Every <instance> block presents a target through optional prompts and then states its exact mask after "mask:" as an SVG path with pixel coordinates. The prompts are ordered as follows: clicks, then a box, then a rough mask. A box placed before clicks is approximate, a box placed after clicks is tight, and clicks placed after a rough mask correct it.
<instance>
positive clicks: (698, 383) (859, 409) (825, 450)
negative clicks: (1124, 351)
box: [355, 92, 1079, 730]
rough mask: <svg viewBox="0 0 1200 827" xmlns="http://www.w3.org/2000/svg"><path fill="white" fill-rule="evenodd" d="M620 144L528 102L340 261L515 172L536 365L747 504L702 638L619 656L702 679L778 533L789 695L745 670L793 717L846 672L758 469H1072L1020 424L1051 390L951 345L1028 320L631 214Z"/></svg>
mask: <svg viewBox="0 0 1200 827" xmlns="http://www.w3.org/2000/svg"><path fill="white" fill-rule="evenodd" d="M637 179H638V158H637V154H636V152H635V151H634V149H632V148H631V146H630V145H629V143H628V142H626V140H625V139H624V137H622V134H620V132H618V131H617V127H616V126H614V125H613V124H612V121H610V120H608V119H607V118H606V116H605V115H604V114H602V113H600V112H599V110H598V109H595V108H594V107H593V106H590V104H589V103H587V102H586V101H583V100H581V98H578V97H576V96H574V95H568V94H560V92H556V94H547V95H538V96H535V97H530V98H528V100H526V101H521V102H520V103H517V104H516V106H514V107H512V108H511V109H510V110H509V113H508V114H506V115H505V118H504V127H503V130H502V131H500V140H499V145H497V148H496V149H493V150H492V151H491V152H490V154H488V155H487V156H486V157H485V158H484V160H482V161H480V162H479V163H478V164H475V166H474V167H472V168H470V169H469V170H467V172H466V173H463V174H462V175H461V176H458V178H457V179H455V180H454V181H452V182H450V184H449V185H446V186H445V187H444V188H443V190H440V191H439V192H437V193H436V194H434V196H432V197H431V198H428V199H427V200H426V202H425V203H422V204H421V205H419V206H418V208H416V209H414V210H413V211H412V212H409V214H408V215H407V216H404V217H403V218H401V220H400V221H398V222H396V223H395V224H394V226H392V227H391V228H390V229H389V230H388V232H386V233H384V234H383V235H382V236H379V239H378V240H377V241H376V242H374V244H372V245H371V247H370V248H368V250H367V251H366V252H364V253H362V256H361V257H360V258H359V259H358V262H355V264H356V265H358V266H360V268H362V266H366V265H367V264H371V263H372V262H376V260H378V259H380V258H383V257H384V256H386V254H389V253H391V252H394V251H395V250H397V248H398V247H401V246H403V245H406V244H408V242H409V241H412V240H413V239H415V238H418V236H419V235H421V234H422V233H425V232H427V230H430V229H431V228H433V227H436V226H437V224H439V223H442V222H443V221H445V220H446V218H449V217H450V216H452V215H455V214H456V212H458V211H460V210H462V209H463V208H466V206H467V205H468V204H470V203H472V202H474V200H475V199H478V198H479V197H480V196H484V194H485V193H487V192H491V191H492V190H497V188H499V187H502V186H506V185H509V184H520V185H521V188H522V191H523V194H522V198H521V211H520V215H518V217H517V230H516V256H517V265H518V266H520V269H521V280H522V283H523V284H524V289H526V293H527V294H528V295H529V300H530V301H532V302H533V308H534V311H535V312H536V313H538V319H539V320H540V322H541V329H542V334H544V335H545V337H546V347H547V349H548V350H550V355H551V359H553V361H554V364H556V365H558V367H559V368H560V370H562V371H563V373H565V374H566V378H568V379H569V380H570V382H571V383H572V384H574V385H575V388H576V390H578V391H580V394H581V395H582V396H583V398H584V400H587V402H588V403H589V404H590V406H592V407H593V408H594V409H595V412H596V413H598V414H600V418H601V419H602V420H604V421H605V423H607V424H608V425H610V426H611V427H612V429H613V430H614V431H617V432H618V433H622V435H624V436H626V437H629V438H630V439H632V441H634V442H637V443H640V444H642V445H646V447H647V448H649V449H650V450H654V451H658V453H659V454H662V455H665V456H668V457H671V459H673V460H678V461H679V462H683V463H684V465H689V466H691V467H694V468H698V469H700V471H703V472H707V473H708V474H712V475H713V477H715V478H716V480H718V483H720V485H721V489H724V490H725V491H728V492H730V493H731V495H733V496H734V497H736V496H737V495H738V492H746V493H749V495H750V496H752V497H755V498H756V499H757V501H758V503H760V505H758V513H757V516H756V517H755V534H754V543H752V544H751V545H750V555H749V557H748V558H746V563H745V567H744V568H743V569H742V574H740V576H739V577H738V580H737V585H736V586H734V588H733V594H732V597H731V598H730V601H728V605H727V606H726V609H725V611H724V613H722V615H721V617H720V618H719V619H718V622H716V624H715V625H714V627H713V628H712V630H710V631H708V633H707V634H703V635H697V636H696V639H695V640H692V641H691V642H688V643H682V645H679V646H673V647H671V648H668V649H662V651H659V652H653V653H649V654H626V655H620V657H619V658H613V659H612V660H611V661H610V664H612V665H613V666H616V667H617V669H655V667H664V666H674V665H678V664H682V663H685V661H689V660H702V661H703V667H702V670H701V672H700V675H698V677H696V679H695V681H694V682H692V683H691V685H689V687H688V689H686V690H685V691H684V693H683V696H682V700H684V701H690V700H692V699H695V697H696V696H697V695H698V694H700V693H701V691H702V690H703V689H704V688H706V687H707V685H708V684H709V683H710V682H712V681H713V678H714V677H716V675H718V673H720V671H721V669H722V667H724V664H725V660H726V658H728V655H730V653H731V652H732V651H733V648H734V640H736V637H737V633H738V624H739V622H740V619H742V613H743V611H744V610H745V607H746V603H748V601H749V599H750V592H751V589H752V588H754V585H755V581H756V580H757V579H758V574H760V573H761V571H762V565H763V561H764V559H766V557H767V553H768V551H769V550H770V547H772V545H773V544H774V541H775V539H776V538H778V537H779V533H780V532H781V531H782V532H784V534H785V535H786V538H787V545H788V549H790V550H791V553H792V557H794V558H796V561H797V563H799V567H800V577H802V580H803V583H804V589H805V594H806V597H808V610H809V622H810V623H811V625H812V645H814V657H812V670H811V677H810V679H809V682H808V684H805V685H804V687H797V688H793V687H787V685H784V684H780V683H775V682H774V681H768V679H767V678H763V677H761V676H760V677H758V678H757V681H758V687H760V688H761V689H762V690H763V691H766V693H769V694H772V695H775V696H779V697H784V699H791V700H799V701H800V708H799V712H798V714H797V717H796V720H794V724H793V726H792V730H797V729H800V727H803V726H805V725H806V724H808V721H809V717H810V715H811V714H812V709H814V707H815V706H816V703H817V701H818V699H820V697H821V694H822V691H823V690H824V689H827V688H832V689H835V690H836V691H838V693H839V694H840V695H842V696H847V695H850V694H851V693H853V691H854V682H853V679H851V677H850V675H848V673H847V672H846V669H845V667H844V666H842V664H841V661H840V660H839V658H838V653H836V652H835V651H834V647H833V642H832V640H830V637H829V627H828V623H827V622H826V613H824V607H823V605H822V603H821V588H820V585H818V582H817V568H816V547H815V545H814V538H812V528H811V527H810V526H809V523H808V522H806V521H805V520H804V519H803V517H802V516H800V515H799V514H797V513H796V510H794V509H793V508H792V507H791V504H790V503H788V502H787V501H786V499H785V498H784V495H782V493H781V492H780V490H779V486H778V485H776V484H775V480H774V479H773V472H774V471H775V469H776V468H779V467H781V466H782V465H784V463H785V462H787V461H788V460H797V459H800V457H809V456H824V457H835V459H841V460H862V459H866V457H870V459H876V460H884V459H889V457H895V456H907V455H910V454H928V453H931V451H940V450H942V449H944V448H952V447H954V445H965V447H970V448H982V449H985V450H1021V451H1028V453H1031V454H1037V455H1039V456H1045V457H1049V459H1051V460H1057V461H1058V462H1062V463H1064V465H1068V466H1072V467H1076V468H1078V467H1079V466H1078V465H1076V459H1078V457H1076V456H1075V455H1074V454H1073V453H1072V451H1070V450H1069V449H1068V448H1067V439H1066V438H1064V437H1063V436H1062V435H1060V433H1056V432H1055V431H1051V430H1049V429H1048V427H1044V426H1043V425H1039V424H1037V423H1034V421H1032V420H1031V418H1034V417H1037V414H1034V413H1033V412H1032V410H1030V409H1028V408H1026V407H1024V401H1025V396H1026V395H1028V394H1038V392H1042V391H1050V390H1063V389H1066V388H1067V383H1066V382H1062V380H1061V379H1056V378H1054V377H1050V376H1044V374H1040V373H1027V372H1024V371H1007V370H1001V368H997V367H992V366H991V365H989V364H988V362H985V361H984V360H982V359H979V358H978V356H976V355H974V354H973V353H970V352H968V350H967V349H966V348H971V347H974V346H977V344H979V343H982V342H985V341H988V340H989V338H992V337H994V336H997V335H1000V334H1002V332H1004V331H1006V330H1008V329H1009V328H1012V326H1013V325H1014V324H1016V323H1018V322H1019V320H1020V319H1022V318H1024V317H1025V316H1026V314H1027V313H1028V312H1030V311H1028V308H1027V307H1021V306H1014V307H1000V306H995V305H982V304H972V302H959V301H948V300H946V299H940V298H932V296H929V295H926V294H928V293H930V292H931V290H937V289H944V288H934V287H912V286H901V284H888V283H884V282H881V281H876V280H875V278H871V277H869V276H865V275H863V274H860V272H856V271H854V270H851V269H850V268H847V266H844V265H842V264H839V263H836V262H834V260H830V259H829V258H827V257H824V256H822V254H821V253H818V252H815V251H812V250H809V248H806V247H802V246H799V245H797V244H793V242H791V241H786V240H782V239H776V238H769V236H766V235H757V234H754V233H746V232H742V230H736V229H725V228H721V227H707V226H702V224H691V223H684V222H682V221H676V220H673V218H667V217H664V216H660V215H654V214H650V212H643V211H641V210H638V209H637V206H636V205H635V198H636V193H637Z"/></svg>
###
Beginning with the very first line of the material, please return exactly each line down to and including the one with "box: [355, 92, 1079, 730]".

Answer area:
Every <instance> block presents a target through optional prompts and then states its exact mask after "mask:" as an SVG path with pixel coordinates. The prompts are ordered as follows: clicks, then a box, then a rough mask. A box placed before clicks is approximate, a box placed after clicks is tight, and clicks placed after a rough mask correct it.
<instance>
positive clicks: (698, 383) (859, 409) (825, 450)
negative clicks: (1124, 351)
box: [355, 92, 1079, 730]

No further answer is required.